_Supplied entries:_
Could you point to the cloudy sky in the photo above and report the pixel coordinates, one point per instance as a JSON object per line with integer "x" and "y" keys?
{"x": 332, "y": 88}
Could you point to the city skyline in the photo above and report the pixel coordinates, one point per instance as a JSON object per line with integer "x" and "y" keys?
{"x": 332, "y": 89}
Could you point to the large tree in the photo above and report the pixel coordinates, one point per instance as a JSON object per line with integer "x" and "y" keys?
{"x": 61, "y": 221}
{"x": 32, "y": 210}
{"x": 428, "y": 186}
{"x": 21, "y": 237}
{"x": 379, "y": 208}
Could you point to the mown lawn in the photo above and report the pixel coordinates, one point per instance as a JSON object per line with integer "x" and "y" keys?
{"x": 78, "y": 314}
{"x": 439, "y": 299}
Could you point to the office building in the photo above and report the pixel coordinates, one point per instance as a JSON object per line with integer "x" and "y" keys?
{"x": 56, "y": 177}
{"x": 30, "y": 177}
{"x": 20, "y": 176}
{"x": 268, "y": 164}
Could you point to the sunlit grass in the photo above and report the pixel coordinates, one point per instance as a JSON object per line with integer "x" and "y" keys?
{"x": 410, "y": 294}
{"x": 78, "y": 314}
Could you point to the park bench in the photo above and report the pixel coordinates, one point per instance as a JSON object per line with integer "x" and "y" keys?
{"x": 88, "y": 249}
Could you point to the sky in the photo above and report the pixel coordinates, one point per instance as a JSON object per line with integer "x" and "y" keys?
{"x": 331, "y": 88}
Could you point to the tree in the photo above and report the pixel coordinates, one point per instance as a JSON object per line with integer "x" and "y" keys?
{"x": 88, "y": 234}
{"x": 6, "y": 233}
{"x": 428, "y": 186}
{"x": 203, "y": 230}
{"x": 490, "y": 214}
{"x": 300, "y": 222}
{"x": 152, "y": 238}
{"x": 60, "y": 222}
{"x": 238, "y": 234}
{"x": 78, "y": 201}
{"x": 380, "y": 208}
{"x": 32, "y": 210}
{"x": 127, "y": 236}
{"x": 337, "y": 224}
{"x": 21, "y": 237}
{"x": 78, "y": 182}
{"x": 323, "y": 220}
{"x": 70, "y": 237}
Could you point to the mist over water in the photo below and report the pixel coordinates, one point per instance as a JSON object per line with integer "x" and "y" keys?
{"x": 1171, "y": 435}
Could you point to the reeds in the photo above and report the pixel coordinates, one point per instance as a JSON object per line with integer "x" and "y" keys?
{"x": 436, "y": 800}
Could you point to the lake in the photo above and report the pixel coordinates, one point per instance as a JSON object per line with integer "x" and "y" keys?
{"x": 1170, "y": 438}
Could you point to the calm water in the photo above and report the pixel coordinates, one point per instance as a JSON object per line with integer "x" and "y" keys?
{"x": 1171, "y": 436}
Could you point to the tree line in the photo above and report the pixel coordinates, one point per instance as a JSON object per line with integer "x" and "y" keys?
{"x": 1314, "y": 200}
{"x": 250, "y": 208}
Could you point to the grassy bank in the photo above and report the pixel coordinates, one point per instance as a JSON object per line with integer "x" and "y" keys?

_Exercise details:_
Starting with the line that contains "Could you point to the calm", return each line through the last one of the data above, exactly as written and nothing more.

_Completed exercise:_
Could you point to the calm water in the photo above and report the pixel coordinates, one point per instance as a JSON object per line with integer "x" and "y" keys?
{"x": 1171, "y": 436}
Could you point to the tree line in the photo above and report the pixel coordinates, one point per instance as a JSON object per line with integer "x" and "y" keys?
{"x": 1314, "y": 200}
{"x": 250, "y": 208}
Could you point to the grassy bank in the photo above and report the pixel coordinates, one point per instance as a JSON object per line with integer "x" and "y" keys?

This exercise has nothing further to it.